Position annotation records:
********************
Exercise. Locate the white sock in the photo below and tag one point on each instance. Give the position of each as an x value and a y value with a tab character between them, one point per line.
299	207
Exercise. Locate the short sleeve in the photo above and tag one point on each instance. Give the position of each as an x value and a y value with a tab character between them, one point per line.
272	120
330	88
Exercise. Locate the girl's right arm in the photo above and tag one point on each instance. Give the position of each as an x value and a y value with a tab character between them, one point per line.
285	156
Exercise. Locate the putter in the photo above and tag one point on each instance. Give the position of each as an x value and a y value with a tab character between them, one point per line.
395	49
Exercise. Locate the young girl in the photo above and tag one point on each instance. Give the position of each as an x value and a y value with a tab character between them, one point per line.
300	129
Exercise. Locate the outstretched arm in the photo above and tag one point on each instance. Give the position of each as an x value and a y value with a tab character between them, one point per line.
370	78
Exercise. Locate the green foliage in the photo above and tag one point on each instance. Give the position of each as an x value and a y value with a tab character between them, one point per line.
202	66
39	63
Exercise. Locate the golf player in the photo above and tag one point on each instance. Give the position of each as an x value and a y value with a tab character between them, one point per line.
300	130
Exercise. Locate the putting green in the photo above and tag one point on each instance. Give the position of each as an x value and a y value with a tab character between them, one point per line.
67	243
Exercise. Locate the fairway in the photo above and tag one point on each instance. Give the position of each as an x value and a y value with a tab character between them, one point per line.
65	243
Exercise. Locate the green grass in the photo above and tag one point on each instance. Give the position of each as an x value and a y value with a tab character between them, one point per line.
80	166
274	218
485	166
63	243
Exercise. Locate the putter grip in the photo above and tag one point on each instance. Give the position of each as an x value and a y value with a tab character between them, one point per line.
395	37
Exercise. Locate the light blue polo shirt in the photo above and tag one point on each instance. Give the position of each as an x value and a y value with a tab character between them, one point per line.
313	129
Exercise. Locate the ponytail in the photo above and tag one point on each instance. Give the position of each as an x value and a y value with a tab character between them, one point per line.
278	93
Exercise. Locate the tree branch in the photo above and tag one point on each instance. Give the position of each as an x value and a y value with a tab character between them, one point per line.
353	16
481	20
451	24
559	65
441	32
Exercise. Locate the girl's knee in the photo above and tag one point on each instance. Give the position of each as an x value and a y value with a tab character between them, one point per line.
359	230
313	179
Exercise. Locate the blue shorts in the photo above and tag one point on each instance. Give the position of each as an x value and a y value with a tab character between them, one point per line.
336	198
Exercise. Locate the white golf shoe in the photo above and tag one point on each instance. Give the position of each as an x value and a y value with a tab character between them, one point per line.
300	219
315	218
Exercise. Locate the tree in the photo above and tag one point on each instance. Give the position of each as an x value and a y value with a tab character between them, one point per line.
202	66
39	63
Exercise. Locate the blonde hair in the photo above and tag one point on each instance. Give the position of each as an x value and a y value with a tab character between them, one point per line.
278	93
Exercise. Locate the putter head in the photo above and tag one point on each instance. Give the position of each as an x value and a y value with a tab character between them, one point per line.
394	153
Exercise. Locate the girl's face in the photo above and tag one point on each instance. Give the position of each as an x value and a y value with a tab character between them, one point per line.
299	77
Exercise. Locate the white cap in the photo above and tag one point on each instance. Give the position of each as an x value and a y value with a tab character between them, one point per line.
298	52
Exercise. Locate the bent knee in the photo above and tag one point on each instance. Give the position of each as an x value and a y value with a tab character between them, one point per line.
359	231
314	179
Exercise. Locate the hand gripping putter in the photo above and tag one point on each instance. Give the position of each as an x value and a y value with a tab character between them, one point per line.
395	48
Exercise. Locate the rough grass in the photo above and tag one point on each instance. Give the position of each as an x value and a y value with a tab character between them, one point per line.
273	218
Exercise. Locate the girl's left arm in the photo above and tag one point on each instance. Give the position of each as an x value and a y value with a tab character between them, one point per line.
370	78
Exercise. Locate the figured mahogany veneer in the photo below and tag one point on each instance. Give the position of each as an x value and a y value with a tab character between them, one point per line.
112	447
********************
▶ _Directive_
Can you switch "tag" to "mark" everywhere in the items and write them out again with nothing else changed?

▶ _Answer to the problem_
Exercise. Locate the white sock in the photo below and mark one point on each instance. Give the position of each as an x value and a y value with a tab character between them, one point per line.
299	207
Exercise. Locate the short sleeve in the photo above and mark one point on each instance. Give the position of each as an x value and a y value with a tab character between them, one point per line.
272	120
330	88
Exercise. Locate the girl's right arm in the photo above and mark one point on each instance. Give the position of each as an x value and a y value with a tab character between them, one point per line.
285	156
Exercise. Locate the putter in the photo above and mark one point on each instance. Give the position of each as an x value and a y value with a tab character between them, one point per line.
395	49
Exercise. Locate the young girl in the photo above and mark one point on each instance. Give the position of each as an x value and a y value with a tab character between them, one point per line.
300	129
Exercise. Locate the outstretched arm in the photo above and mark one point on each instance. Give the position of each as an x value and a y value with a tab character between them, one point per line.
370	78
Exercise. Locate the green foliage in the photo above and mark one point on each instance. Give the position of each as an x value and a y value with a tab character between them, one point per line.
202	66
39	63
Exercise. Locate the golf player in the photo above and mark one point on each instance. Give the position of each as an x value and a y value with a tab character between them, one point per line.
300	130
Exercise. Locate the putting green in the photo above and mark one point on each instance. Give the position of each as an x value and a y value with a tab character between them, one point per line.
67	243
Exercise. Locate the fairway in the photo above and mark one point on each instance. Give the position of each as an x value and a y value with a tab character between them, one point per line.
65	243
Exercise. Locate the green grass in the photo above and mark one point on each instance. Give the position of each as an x value and a y value with a tab character between them, one point per line.
80	166
274	218
485	166
63	243
Exercise. Locate the putter grip in the photo above and mark one point on each instance. Give the position of each as an x value and a y value with a tab character between them, one point per line.
395	37
Exercise. Locate the light blue polo shirt in the photo above and mark one point on each instance. Give the position of each as an x value and a y value with a tab character between them, one point per line.
313	129
Exercise. Locate the ponytail in the photo above and mark one point on each instance. Give the position of each as an x value and a y value with a tab character between them, one point per line.
278	93
Exercise. Locate the tree branch in the photo above and mark one point on each instance. Give the position of each as an x value and a y value with a tab character between them, one point per line.
353	16
481	20
451	24
559	65
441	32
Exercise. Locate the girl's knee in the photo above and mark one point on each instance. Give the position of each as an x value and a y value with a tab character between them, one point per line.
359	230
313	179
Exercise. Locate the blue shorts in the photo above and mark one point on each instance. Give the position of each as an x value and a y value with a tab character between them, one point per line.
336	198
Exercise. Locate the white golf shoe in the photo above and mark one point on each instance. Give the position of each as an x value and a y value with a tab character between them, one point per line.
300	219
315	218
Exercise. Locate the tree in the photo above and mark one point on each instance. Give the position of each as an x value and a y value with a tab character between them, one point per line.
202	66
39	63
Exercise. Locate the blonde hair in the photo above and mark one point on each instance. Give the position of each as an x value and a y value with a tab character between them, one point per line.
278	93
Exercise. Locate the putter head in the photo above and mark one point on each instance. Give the position of each as an x value and a y value with a tab character between them, one point per line.
394	153
Exercise. Locate the girl's face in the photo above and mark one point on each instance. Give the position of each as an x value and a y value with a tab character between them, one point per line.
299	77
Exercise. Locate the white cap in the photo above and mark one point on each instance. Give the position of each as an x value and a y value with a tab character between them, one point per line.
298	52
Exercise. Locate the bent knee in the photo above and mark one point on each instance. Give the position of each as an x value and a y value with a tab character between them, one point per line.
359	231
314	179
Exercise. Locate the hand gripping putter in the photo above and mark one point on each instance. Give the position of each as an x value and a y value with a tab character between them, one point per line.
395	48
Exercise. Locate the rough grass in the photo above and mark one point on each instance. Give the position of each as an x value and a y value with a tab character between them, one point per line.
273	218
Exercise. Locate the girl's left arm in the photo above and mark one point on each instance. Give the position of each as an x value and a y value with a tab character between them, one point per line.
370	78
Exercise. Locate the figured mahogany veneer in the photo below and mark one point on each instance. Give the position of each as an x value and a y value with a tab character between them, one point per line.
112	447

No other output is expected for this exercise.